TEXT BLOCK =
************

Multi-modal Intermediate Feature Interaction AutoEncoder for Overall Survival Prediction of Esophageal Squamous Cell Cancer

• URL: http://arxiv.org/abs/2408.13290v1
• Date: Fri, 23 Aug 2024 09:11:05 GMT
• Title: Multi-modal Intermediate Feature Interaction AutoEncoder for Overall Survival Prediction of Esophageal Squamous Cell Cancer
• Authors: Chengyu Wu, Yatao Zhang, Yaqi Wang, Qifeng Wang, Shuai Wang,
• Abstract summary: We propose a novel autoencoder-based deep learning model to predict the overall survival of the ESCC. Two novel modules were designed for multi-modal prognosis-related feature reinforcement and modeling ability enhancement. Our model can achieve satisfactory results in terms of discriminative ability, risk stratification, and the effectiveness of the proposed modules.

************

DATASET RECORDS =
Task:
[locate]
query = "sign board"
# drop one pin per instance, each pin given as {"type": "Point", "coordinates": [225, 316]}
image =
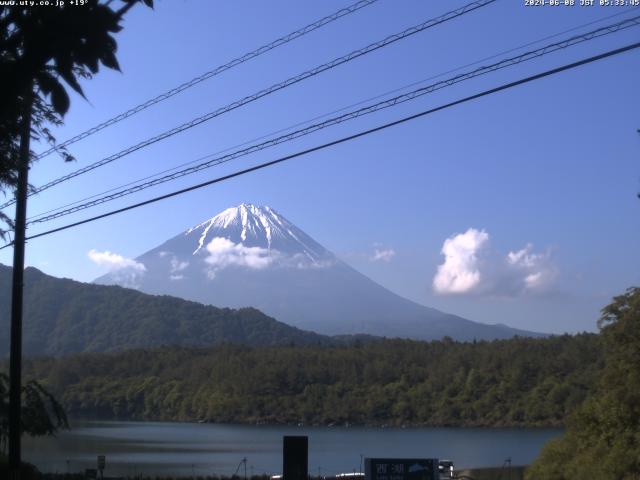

************

EXERCISE AIM =
How many novel modules does the abstract summary of the esophageal cancer survival paper say the model has?

ANSWER BOX =
Two